Written exercise
Copy the rows below without changing anything, from the very first one down to the line that contains "[725,221,886,323]", with both of those included.

_____

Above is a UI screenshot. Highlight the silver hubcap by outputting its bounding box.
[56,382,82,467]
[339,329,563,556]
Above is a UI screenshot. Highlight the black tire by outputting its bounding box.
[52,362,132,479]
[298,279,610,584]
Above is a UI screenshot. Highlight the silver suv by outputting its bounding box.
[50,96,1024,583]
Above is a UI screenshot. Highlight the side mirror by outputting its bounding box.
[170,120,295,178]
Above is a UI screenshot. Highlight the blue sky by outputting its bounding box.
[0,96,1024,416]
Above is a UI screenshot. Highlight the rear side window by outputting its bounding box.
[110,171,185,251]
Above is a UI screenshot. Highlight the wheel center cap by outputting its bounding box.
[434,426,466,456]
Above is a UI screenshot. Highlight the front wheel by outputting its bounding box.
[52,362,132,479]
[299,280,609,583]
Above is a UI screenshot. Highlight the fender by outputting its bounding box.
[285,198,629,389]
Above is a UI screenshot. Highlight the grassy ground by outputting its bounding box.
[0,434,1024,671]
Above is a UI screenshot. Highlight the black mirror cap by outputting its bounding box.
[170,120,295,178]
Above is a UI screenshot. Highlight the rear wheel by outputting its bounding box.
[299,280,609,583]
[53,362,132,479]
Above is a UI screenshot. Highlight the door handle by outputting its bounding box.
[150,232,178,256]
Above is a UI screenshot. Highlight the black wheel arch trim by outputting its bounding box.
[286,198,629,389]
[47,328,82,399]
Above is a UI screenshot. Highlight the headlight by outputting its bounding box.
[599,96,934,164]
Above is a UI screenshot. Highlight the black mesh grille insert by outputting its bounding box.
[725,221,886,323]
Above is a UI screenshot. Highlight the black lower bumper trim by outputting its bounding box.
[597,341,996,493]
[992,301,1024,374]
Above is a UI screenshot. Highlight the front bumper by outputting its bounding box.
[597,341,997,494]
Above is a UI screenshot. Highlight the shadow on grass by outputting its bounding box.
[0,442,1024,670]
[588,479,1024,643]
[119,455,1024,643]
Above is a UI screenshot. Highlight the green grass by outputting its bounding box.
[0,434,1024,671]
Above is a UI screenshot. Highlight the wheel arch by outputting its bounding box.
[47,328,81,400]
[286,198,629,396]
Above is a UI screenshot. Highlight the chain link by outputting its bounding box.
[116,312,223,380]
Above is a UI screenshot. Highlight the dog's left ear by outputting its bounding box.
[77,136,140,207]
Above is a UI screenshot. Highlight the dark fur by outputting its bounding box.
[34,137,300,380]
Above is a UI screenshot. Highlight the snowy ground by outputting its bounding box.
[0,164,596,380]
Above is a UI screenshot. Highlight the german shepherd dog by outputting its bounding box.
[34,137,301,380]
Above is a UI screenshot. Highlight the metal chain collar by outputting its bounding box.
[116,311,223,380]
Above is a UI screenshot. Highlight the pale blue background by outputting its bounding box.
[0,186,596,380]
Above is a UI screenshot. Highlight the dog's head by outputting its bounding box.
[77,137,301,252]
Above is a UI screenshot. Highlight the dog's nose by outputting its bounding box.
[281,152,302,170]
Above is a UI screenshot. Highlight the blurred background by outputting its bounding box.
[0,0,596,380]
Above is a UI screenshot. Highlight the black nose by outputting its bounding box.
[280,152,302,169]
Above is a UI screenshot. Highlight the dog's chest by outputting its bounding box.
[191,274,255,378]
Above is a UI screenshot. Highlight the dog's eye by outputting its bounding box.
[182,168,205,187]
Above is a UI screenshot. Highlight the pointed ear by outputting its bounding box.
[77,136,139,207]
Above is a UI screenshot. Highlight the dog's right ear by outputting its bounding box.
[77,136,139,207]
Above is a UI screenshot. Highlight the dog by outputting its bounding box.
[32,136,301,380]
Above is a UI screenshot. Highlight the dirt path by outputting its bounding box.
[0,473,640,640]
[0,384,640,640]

_____

The response
Above is a UI screenshot. Highlight the silver hubcap by outputting its bounding box.
[56,382,82,467]
[339,329,563,556]
Above is a UI screenshot. Highlight the black tire by outputting its bounding box.
[52,362,132,479]
[298,279,610,584]
Above is a UI screenshot. Highlight the silver suv by outputting its bounding box.
[50,96,1024,583]
Above is a UI screenshot. Highlight the side mirror by outputting its bounding box.
[170,120,295,178]
Above is a UI screenshot. Highlight the blue sky by outputting its bounding box.
[0,96,1024,416]
Above is a UI screenshot. Highlight the rear side window by outputting its bounding box.
[110,171,185,251]
Above is a UI screenshot. Highlight the wheel center cap by outputting its bounding box.
[434,426,466,456]
Above is a UI screenshot. Highlight the front wheel by outputting its bounding box.
[52,362,132,479]
[299,280,609,583]
Above is a UI screenshot. Highlight the fender by outputting its bounding box.
[285,198,629,389]
Above is a UI screenshot. Highlight the grassy ground by outputting its bounding box.
[0,434,1024,671]
Above is a UI screenshot. Highlight the black mirror cap by outputting its bounding box.
[170,120,295,178]
Above is a UI screenshot. Highlight the rear wheel by outputting its bounding box.
[299,280,609,583]
[53,362,132,479]
Above is a UI screenshot. Highlight the door handle by outputting its bounding box.
[150,232,178,256]
Above is a UI screenshot. Highlight the black wheel arch trim by outputting its bounding box.
[286,198,629,389]
[47,328,82,399]
Above is a UI screenshot. Highlight the headlight by outputting its bounding box.
[599,96,934,164]
Above is a UI screenshot. Highlight the black mesh grille insert by outputting its bounding box.
[725,221,886,323]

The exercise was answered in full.